— Start of RECORD EXTRACTS —

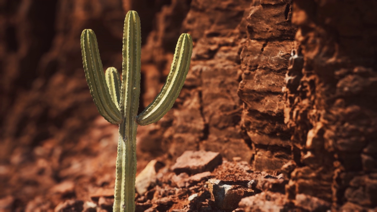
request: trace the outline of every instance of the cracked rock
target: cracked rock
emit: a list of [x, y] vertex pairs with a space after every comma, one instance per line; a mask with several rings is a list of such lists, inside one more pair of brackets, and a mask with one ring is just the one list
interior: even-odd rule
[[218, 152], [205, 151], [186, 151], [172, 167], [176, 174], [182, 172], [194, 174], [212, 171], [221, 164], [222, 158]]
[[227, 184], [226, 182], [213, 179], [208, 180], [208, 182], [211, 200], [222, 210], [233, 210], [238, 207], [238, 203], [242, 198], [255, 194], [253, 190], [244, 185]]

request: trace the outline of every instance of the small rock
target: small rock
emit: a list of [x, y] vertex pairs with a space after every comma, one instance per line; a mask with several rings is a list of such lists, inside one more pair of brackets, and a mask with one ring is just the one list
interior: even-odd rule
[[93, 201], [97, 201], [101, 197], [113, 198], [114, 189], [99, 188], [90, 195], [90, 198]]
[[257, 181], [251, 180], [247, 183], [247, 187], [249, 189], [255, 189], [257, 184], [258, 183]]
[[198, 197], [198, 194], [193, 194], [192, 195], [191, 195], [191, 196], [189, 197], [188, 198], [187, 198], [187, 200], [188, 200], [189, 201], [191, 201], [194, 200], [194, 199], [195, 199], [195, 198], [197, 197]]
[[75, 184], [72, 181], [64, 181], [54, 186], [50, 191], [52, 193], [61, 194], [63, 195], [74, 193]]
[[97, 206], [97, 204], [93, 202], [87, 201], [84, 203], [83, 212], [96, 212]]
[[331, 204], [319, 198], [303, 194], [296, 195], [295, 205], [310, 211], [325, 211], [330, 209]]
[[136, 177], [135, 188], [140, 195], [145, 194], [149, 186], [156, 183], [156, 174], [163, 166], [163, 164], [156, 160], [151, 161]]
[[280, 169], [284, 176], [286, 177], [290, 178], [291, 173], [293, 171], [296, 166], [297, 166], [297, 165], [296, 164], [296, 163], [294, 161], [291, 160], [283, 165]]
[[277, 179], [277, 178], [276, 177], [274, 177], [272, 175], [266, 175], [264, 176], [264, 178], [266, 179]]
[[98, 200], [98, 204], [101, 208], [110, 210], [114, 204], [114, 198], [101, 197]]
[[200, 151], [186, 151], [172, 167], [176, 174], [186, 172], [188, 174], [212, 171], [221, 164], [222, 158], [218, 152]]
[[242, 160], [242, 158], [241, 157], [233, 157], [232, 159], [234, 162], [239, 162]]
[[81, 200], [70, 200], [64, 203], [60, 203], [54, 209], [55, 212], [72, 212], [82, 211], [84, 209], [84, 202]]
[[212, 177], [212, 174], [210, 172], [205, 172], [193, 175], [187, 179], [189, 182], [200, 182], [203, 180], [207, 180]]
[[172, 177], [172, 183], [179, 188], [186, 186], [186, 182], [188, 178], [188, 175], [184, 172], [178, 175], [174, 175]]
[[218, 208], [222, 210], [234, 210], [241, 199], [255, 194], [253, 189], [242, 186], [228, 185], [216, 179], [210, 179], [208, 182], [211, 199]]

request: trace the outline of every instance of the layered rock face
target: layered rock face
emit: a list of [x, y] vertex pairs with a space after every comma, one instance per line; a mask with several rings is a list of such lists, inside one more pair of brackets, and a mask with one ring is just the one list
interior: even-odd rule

— End of RECORD EXTRACTS —

**EXERCISE DIRECTIONS:** Write out all of the records above line for line and without any change, leaving out the pictures.

**IN RESPONSE:**
request: trace the outline of every instance of the cracked rock
target: cracked rock
emit: a list of [x, y] vertex pairs with a space after every comma, one instance per line; a mask with several rings is a list of such lists, inside one more pair of brackets, and a mask with one ring is just the one list
interior: even-odd rule
[[218, 152], [205, 151], [186, 151], [172, 167], [176, 174], [182, 172], [194, 174], [212, 171], [221, 164], [222, 158]]
[[227, 184], [226, 182], [213, 179], [208, 180], [208, 182], [211, 200], [222, 210], [233, 210], [238, 207], [238, 203], [242, 198], [255, 194], [253, 190], [244, 185]]

request: trace the outline of every instance of the small rock
target: small rock
emit: a list of [x, y] vertex pairs with a space after every comma, one instance per line; a mask with several rings is a list of such lists, inside one more pair of brackets, and a mask with one ring is just the one list
interior: even-odd rule
[[93, 201], [97, 201], [101, 197], [113, 198], [114, 189], [99, 188], [90, 195], [90, 198]]
[[257, 181], [251, 180], [247, 183], [247, 187], [249, 189], [255, 189], [257, 184], [258, 183]]
[[198, 197], [198, 194], [193, 194], [192, 195], [191, 195], [191, 196], [189, 197], [188, 198], [187, 198], [187, 200], [188, 200], [189, 201], [191, 201], [194, 200], [194, 199], [195, 199], [195, 198], [197, 197]]
[[75, 184], [72, 181], [64, 181], [54, 186], [50, 191], [52, 193], [61, 194], [63, 195], [74, 193]]
[[97, 206], [97, 204], [93, 202], [87, 201], [84, 203], [83, 212], [96, 212]]
[[331, 204], [319, 198], [303, 194], [296, 195], [295, 205], [310, 211], [325, 211], [330, 209]]
[[136, 177], [135, 188], [140, 195], [145, 194], [149, 186], [156, 183], [156, 174], [163, 166], [163, 164], [156, 160], [151, 161]]
[[280, 169], [284, 176], [286, 177], [290, 178], [291, 173], [293, 171], [296, 166], [297, 166], [297, 165], [296, 164], [296, 163], [294, 161], [291, 160], [283, 165]]
[[277, 179], [277, 178], [276, 177], [274, 177], [272, 175], [266, 175], [264, 176], [264, 178], [266, 179]]
[[98, 200], [98, 204], [101, 208], [110, 210], [114, 204], [114, 198], [101, 197]]
[[200, 151], [186, 151], [172, 167], [176, 174], [186, 172], [188, 174], [212, 171], [221, 164], [222, 158], [218, 152]]
[[242, 160], [242, 158], [241, 157], [233, 157], [232, 159], [234, 162], [239, 162]]
[[81, 200], [70, 200], [64, 203], [60, 203], [54, 209], [55, 212], [72, 212], [82, 211], [84, 209], [84, 202]]
[[212, 177], [212, 174], [210, 172], [205, 172], [193, 175], [187, 179], [189, 182], [200, 182], [203, 180], [207, 180]]
[[172, 177], [172, 183], [179, 188], [186, 186], [186, 182], [188, 178], [188, 175], [184, 172], [178, 175], [174, 175]]
[[218, 208], [222, 210], [234, 210], [241, 199], [255, 194], [253, 189], [242, 186], [228, 185], [216, 179], [210, 179], [208, 182], [211, 199]]

request: trace the outline of every instance of the layered rock face
target: layered rock face
emit: a list of [x, y] vertex pairs with a space after every comma, one instance per line; a mask with several rings is a list of such lists, inside one more pair of brackets, and a mask with one ring is just the one list
interior: even-odd rule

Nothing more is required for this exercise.